*** EXCERPT TO READ Section Begins ***
On Being A Black Queer Man With Straight Black Friends

· Updated on May 28, 2018

Homecoming is a big deal in the black community, especially when you are an alumnus of an HBCU. It’s a family affair, where you get to see all your classmates and professors for a weekend of reminiscing, drinking, and partying. I’ve never had a problem at Homecoming, and most know of my LGBTQ writing and activism; never feeling that being friends with me was a threat to their manhood. However, this year would be much different for me, though, as I witnessed for the first-time things I had only heard about whispered behind my back.

It was at Homecoming where I was introduced to a young lady who one of my best friends was dating. The initial exchange was normal. We laughed, had a few drinks at the bar, and gossiped all the way to closing. It was at that time my best friend decided he would give me a ride home, but wanted to drop her off at the hotel first, which she was fine with. After dropping her off, he proceeded to take me to where I was staying. After missing my exit twice, I could see he was tired. We pulled over and switched seats so that I could drive while he took a nap in the passenger seat.

We were gone about 25 minutes when she called. He put the phone on speaker and that’s when I heard all the whispers over the last 20 years come directly to face.

“What’s taking so long?”

“I missed his exit because I got tired, so G is driving,” my friend said.
*** EXCERPT TO READ Section Ends ***
*** PROVIDED INFORMATION Section Begins ***
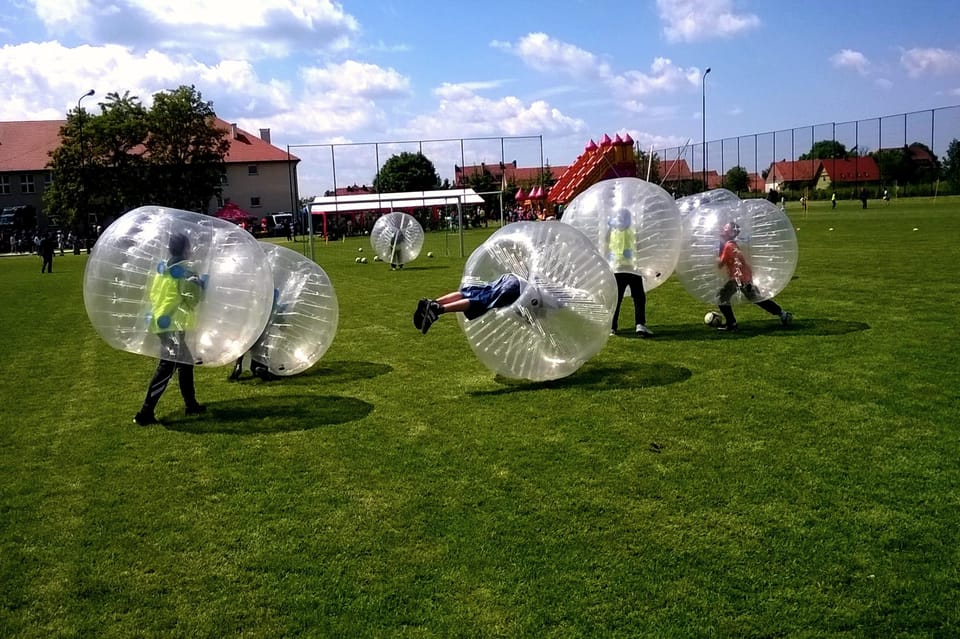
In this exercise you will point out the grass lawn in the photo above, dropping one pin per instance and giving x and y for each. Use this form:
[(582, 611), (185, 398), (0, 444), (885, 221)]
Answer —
[(800, 482)]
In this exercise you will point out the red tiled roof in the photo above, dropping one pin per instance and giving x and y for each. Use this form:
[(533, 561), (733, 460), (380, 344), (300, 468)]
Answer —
[(863, 169), (26, 145), (796, 171)]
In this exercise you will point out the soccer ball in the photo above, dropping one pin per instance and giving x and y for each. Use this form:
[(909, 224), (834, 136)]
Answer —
[(713, 319)]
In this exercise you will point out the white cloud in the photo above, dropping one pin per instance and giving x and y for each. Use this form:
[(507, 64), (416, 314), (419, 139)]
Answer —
[(850, 59), (463, 113), (265, 29), (693, 20), (548, 55), (919, 62)]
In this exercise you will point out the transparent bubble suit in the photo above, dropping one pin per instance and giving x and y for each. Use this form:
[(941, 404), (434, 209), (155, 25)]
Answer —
[(305, 314), (633, 223), (234, 302), (767, 239), (563, 315), (397, 238)]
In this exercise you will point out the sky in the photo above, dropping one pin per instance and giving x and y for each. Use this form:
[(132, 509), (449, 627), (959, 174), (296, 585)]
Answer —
[(345, 85)]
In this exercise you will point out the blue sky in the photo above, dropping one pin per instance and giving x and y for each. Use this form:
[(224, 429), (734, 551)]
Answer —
[(566, 72)]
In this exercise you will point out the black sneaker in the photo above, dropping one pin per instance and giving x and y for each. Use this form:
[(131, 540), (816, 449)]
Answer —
[(430, 316), (145, 419), (418, 314)]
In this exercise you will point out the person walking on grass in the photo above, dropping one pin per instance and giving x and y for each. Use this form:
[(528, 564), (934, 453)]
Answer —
[(740, 279), (175, 292)]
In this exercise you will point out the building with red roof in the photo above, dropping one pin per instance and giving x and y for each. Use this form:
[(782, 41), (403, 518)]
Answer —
[(258, 176)]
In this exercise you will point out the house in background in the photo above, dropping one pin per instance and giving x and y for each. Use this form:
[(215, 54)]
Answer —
[(259, 176), (823, 175)]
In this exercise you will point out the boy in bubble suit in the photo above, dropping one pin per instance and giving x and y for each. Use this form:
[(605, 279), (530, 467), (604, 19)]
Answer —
[(473, 300), (620, 243), (741, 279), (175, 291)]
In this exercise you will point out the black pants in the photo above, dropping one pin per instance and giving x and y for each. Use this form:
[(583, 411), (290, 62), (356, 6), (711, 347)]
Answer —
[(635, 282), (751, 293), (171, 345)]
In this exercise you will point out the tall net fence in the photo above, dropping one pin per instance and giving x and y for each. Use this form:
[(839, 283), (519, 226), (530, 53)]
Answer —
[(900, 154)]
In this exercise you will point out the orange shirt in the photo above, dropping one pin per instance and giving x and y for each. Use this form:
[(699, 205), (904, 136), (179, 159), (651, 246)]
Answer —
[(736, 264)]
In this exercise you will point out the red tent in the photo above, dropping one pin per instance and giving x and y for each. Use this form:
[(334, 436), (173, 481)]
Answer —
[(232, 213)]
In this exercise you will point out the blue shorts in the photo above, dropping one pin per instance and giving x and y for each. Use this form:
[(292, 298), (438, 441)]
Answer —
[(484, 297)]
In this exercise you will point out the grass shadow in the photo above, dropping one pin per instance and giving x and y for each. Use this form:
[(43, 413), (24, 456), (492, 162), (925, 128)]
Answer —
[(335, 372), (272, 415), (599, 378), (753, 328)]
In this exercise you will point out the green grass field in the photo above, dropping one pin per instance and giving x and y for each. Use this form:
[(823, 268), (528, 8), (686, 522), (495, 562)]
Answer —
[(772, 483)]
*** PROVIDED INFORMATION Section Ends ***
● **WORK ITEM A**
Rewrite the paragraph beginning "It was at Homecoming where I was introduced" from the essay about being a Black queer man with straight Black friends in three or four shorter sentences, keeping its main facts.
● **WORK ITEM B**
Write what comes next in the essay about being a Black queer man with straight Black friends, picking up right after the friend's reply over the speakerphone.
The lines play no part in what you're asked to do here.

● **FINAL ANSWER A**
At Homecoming I met the young lady one of my best friends was dating, and we laughed, drank, and gossiped at the bar until closing. My friend offered me a ride home after first dropping her at her hotel. When he missed my exit twice, I saw he was tired. We pulled over and switched seats so I could drive while he napped in the passenger seat.

● **FINAL ANSWER B**
To which she responded “Naw, I know what it is,” she said. “You gay. And you fuckin’ him.”

Suffice to say my friend woke up. We were both in shock, him because he was being called gay, and me because the one thing I never wanted projected on to my family, and friends was my sexual identity. I said nothing, but my friend defended my honor. He apologized profusely but the damage had been done. It was the realization of a fear I always carried with me.

The truth is I’m tired. Tired of always having to defend myself and others against the constant homophobia the exists throughout the black community, the by-product of white supremacy and patriarchy norms. If it’s not Nipsey Hussle condemning “homo sexuals” for the feminization of the black male, it’s Migos releasing a song with a lyric stating “I do not vibe with queers.” Black queer antagonism is a constant within a culture which unfortunately dictates the types of relationships queer men can have with heterosexual males without the assumption of a hidden sexual desire.

I always knew that my friends who were straight had to deal with the community questioning why they would ever be friends with a person like mean openly black queer man who is very vocal about the plight of the LGBTQ community, that regularly challenges cishets on the ways they treat us. I’ve had straight friends my entire life, and that road has not been easy. The constant having to defend me from slurs folks used when I wasn’t around couldn’t have been easy. I’ve even had straight friends who went “too hard” in my defense be questioned even more about their own sexuality, something I still feel guilty about from time to time.

However, it was never brought to my face where I actually could see it first hand until this past Homecoming.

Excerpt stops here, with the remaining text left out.